Verilen metin →
ŞER KONSORSİYUMU KAYBEDECEK!

 
Politikayı ve siyaseti; makam, mevki ve maddi kazanımlarına alet edenler, kendi çıkar ve menfaatlerini, milletin çıkar ve menfaatlerinden öncelikli görenleri  bahsimizin dışında tutarak, bu nev insanları zelil nefsi emmareleriyle baş başa bırakmaktan başka onlara karşı ne bir alakamız ve ne de bir sözümüz olduğunu öncelikle beyan ederiz.
 
Siyasi bir parti liderinden bir müçtehid veya bir İslam aliminin ahval ve harekatından sudur edecek davranışları ve ef’al ve akvalinin tereşşuhatı nev’inden bir harekat tarzını intizar edip beklemeği, eşyanın tabiatına zıt ve mümteni’ ve bu gibi beklentilere muntazır kalmanın da kendilerine fenalık etmek olduğu aşikardır. Fani ve hata yapmaya meyyal, her an ve her bir hadise de aciziyetiyle muztar kalabilmeye ve yaptığı hata ve cürümler ile de alçalıp sukut edebilecek meratibe namzet olan insanoğluna karşı, sevgisini yadederken; muhabbetini çok pahalıya satıp ifrat etmek, mübalağa ile alayı illiyyine çıkartmak, ya da; tenfir ederken kantarın topuzunu kaçırarak tefrit edip esfeli safiline sukut ettirecek kadar insaftan uzaklaşıp muvazenesiz meyelan ve cereyan’a iltizam etmemelidir.

Yazılı alıştırma → Yukarıdaki metnin ilk paragrafına göre bazı kişilerin politikayı ve siyaseti alet ettiği şeylerin tamamını sıralayınız.

Verilen bilgiler →
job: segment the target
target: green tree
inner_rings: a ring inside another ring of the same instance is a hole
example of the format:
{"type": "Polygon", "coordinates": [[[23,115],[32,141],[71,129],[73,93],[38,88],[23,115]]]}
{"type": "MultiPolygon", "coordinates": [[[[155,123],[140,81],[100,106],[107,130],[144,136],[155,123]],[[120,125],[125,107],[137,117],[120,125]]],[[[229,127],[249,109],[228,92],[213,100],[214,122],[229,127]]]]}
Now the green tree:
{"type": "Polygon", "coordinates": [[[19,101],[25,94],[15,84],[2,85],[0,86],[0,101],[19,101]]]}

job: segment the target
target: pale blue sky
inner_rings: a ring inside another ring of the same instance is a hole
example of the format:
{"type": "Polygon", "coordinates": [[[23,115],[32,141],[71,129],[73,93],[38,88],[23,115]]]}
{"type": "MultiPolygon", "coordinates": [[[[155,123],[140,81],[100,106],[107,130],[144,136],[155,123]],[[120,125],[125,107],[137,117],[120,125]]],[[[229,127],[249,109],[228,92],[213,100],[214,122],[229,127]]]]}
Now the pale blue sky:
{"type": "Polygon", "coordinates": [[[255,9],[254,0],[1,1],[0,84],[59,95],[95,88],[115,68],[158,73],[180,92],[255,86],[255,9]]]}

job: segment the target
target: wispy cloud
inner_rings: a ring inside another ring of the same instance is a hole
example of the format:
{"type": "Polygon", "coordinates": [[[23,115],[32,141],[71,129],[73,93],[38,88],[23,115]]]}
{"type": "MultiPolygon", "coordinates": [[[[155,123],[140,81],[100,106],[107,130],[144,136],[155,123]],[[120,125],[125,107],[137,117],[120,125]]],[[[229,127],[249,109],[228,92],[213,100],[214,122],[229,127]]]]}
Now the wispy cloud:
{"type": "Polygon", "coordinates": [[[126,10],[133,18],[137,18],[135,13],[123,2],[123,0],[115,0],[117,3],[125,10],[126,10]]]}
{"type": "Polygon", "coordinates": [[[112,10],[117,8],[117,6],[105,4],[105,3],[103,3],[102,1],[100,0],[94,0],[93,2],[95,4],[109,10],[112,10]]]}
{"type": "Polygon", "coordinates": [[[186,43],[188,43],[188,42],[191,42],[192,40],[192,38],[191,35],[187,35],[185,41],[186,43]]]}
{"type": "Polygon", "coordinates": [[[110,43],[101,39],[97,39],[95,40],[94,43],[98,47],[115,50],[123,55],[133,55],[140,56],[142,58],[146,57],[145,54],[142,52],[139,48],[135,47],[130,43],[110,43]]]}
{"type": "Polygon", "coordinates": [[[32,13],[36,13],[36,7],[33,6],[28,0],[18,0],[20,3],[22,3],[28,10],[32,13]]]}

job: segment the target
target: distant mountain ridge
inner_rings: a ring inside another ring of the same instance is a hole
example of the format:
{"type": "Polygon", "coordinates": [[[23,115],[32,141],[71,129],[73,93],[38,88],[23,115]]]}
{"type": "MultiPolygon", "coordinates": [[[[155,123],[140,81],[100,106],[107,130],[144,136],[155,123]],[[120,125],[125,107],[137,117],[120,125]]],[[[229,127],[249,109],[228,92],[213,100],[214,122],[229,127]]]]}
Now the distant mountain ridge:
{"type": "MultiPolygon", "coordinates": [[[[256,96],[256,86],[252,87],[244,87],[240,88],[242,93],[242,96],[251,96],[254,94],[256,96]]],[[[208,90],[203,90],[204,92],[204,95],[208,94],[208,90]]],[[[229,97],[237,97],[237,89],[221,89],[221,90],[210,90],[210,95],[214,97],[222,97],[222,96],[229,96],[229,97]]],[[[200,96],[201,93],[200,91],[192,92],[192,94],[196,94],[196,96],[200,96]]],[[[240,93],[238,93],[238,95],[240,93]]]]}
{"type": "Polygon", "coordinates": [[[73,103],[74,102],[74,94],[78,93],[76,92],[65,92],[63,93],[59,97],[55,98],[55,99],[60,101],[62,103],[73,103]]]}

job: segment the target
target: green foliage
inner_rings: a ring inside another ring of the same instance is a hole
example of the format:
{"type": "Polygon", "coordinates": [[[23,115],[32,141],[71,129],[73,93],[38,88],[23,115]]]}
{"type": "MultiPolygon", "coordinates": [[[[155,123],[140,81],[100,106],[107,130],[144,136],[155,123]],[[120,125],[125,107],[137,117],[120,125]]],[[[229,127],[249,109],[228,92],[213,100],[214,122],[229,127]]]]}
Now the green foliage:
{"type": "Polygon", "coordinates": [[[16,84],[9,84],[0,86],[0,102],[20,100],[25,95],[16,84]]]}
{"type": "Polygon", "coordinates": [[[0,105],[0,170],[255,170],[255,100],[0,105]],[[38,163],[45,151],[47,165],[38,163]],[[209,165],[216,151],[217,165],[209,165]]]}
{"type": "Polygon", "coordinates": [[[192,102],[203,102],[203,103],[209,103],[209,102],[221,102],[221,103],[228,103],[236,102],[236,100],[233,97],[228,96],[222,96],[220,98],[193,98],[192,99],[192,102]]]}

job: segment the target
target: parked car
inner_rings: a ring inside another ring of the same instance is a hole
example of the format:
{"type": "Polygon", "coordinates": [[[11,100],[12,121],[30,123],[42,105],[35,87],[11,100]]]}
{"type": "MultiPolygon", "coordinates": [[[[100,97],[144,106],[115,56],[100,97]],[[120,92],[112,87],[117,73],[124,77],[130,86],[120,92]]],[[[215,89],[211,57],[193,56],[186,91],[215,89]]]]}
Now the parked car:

Görevin çözümü →
- Makam
- Mevki
- Maddi kazanımlar